◆ About this task ◆
The listing is to be printed in full, exactly as given.

◆ Dataset records ◆

★ ★ ★

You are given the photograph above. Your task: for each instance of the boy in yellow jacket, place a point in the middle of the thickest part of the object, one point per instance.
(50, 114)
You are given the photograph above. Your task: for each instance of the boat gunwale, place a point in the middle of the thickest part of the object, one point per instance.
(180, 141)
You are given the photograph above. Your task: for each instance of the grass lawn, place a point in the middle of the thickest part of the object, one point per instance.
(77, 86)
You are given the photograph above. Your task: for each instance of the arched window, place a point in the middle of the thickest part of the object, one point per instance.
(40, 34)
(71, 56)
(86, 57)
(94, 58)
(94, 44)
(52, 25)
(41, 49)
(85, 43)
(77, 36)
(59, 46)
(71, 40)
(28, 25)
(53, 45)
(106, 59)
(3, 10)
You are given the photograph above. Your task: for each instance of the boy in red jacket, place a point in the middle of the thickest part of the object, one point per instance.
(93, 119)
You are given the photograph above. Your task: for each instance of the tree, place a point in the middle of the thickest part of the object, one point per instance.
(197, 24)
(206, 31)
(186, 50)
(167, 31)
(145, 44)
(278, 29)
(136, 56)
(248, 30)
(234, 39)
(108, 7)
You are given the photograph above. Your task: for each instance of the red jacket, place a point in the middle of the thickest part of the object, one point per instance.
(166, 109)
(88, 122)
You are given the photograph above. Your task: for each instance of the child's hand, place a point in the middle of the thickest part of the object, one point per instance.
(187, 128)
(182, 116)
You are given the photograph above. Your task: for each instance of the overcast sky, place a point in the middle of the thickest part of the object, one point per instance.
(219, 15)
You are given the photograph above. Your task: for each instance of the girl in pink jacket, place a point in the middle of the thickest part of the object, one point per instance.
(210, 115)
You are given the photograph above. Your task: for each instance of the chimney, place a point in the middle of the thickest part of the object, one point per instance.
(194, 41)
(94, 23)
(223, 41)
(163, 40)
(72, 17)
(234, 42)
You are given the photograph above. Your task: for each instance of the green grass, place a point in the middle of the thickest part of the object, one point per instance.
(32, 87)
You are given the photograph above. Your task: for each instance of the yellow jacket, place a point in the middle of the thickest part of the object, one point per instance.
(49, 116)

★ ★ ★

◆ Expected answer ◆
You are given the photograph above. Your task: for each instance of the boy in yellow jacket, place a point in the middle of the thickest part of the object, one point per instance.
(50, 114)
You are given the photograph above. Your task: for each instance of the boat gunwale, place a point in the middle of the thickest part of the object, one point per instance.
(180, 141)
You are given the photograph above. Your task: for each instance of the grass lawn, place a point in the middle of the thickest part of the object, one point per instance.
(77, 86)
You are given the photograph above. Your task: for each instance of the arched window, place a point in the middle of the thickest part of the object, one point per instance.
(40, 34)
(71, 56)
(86, 57)
(94, 58)
(94, 44)
(52, 25)
(41, 49)
(85, 43)
(77, 36)
(59, 46)
(71, 40)
(28, 25)
(53, 45)
(106, 59)
(3, 10)
You are given the photograph above. Your task: for each instance of the boy in red jacket, place a point in the middle of the thickest part of the object, one point per instance.
(93, 119)
You are given the photograph above. Your task: for each instance of the tree, place a point in the middle of the thickest part of the object, one point per instance.
(197, 24)
(206, 31)
(186, 50)
(167, 31)
(145, 44)
(278, 29)
(136, 56)
(248, 30)
(234, 39)
(108, 7)
You are given the photograph above. Your task: for each instance of the red jacket, place a point in the middle of the thickest part of the object, one point per instance.
(166, 109)
(88, 122)
You are given the photograph above. Your task: for each instance of the child's hand, place a point in the middle of the thickest part of the object, one point per instance.
(187, 128)
(182, 116)
You are given the photograph above. Your task: for each instance of the overcast sky, place a point in the middle of the thickest part of the object, one point per instance.
(219, 15)
You are given the photograph above. Your task: for each instance of the girl in pink jacket, place a point in the middle of the thickest part of the object, one point per instance.
(210, 115)
You are given the photograph above. Your task: for each instance of the chimney, place a point in the middle of the thickest part of the object, one point per instance.
(194, 41)
(94, 23)
(223, 41)
(163, 40)
(72, 17)
(234, 42)
You are given the photograph above. Your task: for each instance of the green grass, place a point in the middle of the thickest part of the object, one point per instance.
(32, 87)
You are given the photograph above. Your task: for each instance of the yellow jacket, place a point in the middle of the thickest part of the object, one point per instance.
(49, 116)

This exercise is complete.